Exercise input |
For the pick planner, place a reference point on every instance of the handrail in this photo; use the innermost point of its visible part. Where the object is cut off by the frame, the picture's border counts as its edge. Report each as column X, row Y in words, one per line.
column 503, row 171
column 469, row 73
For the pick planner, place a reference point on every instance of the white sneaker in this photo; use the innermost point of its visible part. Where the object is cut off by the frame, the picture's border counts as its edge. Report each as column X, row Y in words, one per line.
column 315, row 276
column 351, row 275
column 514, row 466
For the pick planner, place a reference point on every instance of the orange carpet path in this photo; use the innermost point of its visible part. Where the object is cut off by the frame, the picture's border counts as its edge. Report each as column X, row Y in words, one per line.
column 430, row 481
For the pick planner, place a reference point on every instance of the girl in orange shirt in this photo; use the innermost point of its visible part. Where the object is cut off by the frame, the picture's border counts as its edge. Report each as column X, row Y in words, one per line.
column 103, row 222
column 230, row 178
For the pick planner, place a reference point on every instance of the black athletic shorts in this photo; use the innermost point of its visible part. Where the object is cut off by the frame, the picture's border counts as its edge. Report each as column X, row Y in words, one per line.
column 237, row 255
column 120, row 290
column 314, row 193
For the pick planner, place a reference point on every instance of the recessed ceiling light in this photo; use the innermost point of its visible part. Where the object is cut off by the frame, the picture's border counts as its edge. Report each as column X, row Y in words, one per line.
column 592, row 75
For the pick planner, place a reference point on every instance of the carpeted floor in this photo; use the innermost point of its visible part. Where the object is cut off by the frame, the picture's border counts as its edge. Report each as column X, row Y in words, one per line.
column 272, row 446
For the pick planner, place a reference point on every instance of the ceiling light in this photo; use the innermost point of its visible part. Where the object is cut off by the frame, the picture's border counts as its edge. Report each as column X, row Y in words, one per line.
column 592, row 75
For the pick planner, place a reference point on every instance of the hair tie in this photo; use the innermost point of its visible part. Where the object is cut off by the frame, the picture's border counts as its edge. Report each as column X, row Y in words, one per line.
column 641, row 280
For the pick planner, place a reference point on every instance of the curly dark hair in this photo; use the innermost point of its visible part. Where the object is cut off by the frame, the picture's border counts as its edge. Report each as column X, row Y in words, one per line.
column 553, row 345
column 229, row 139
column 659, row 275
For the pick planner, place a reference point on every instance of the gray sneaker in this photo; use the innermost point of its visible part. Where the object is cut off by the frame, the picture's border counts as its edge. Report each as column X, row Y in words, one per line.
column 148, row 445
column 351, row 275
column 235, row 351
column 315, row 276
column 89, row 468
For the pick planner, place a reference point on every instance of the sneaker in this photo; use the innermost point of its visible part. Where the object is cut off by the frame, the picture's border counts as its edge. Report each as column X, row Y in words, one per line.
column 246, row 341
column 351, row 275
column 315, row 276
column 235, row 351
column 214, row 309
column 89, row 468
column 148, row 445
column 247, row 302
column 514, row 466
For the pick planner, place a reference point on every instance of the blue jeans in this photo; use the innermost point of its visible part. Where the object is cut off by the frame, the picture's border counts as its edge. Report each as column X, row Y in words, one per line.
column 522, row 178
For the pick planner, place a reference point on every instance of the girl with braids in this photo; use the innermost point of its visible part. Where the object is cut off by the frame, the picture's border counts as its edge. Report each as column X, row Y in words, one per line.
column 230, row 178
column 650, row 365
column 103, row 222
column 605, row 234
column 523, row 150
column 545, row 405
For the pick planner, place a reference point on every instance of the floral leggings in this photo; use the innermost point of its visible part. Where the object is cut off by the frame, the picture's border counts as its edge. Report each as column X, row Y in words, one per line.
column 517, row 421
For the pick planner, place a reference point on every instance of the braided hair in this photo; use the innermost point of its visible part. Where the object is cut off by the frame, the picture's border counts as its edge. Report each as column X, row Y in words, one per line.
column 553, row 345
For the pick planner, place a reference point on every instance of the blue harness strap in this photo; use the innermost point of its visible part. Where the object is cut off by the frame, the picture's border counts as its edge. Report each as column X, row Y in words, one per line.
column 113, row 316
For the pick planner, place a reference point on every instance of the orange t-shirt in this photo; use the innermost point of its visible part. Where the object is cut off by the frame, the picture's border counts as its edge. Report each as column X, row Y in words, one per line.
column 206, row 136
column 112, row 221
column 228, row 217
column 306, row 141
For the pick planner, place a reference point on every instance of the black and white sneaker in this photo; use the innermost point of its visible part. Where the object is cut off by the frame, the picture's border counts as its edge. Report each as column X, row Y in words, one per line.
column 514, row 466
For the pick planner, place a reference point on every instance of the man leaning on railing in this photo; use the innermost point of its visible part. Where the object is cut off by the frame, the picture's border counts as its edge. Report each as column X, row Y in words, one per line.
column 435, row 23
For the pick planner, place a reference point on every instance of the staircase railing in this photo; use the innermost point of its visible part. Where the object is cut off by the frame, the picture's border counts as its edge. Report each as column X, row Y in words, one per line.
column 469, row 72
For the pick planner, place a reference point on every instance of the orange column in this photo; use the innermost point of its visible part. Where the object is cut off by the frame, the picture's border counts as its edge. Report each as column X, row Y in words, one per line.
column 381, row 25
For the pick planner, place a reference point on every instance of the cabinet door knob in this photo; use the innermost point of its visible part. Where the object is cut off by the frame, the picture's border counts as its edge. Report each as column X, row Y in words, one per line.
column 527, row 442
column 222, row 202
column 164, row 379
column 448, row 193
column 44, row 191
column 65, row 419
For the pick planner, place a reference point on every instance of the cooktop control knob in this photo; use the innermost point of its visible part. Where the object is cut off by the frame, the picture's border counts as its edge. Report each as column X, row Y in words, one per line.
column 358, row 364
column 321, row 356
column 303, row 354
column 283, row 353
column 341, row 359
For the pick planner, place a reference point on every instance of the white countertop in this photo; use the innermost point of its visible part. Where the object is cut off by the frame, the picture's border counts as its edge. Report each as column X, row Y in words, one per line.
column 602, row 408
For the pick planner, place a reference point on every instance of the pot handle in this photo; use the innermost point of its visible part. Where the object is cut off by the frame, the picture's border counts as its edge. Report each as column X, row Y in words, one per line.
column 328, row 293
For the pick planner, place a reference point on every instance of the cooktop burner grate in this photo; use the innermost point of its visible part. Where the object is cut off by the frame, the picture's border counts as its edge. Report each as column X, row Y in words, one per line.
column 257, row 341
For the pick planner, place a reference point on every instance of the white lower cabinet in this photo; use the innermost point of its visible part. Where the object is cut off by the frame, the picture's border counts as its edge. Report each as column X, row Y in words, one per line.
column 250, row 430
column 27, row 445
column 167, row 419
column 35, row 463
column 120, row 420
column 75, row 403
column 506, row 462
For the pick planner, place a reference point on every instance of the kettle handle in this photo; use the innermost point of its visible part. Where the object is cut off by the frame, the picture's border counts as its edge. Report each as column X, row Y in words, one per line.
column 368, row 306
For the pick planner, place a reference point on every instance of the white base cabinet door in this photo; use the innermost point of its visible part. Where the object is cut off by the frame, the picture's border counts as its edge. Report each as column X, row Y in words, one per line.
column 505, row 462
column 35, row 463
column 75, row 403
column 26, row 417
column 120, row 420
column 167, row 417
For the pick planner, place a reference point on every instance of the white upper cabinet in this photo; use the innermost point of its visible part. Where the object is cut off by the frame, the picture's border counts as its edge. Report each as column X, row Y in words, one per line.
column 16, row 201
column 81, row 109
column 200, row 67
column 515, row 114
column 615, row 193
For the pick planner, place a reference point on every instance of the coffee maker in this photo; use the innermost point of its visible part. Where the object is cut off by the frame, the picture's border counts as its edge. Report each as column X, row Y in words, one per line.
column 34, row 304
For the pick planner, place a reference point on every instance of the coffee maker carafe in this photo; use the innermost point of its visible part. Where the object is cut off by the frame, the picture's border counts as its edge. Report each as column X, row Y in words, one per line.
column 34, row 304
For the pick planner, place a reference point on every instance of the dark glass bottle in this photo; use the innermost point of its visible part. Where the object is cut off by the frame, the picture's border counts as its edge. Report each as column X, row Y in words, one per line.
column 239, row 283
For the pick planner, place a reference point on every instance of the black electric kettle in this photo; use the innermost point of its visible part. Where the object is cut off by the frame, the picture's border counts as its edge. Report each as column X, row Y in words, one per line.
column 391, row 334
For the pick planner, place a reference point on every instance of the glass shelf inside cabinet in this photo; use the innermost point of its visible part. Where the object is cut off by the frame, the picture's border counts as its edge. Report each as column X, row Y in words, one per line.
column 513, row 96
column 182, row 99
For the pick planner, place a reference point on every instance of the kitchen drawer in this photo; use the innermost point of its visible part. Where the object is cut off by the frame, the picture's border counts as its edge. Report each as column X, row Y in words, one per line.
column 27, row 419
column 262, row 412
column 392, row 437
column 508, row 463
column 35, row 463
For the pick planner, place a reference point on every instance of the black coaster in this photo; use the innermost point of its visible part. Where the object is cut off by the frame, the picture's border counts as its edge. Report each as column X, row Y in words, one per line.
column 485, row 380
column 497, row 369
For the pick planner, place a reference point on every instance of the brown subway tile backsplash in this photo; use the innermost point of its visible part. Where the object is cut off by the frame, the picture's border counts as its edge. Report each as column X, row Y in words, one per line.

Your instructions | Revise the records starting at the line containing "of the floral" and ending at the line containing "column 113, row 316", putting "grasp planner" wherever "pick planner" appears and leaving everything else unchanged. Return only those lines.

Correct result |
For the grasp planner, place a reference point on every instance of the floral leggings in this photo; use the innermost point of its visible part. Where the object is cut off by the frame, the picture's border counts as its edge. Report each as column X, row Y in words, one per line.
column 517, row 421
For the grasp planner, place a reference point on every instance of the braided hair in this photo; use the innermost point of its visible part. Where the object is cut off by the frame, the picture's border counts as its edge. Report each as column X, row Y in words, one per line.
column 553, row 345
For the grasp planner, place a reference point on every instance of the blue harness strap in this photo; use the innermost point of its visible part. Where the object is cut off by the frame, the picture's border counts as its edge. Report each as column X, row Y in words, one per line.
column 113, row 316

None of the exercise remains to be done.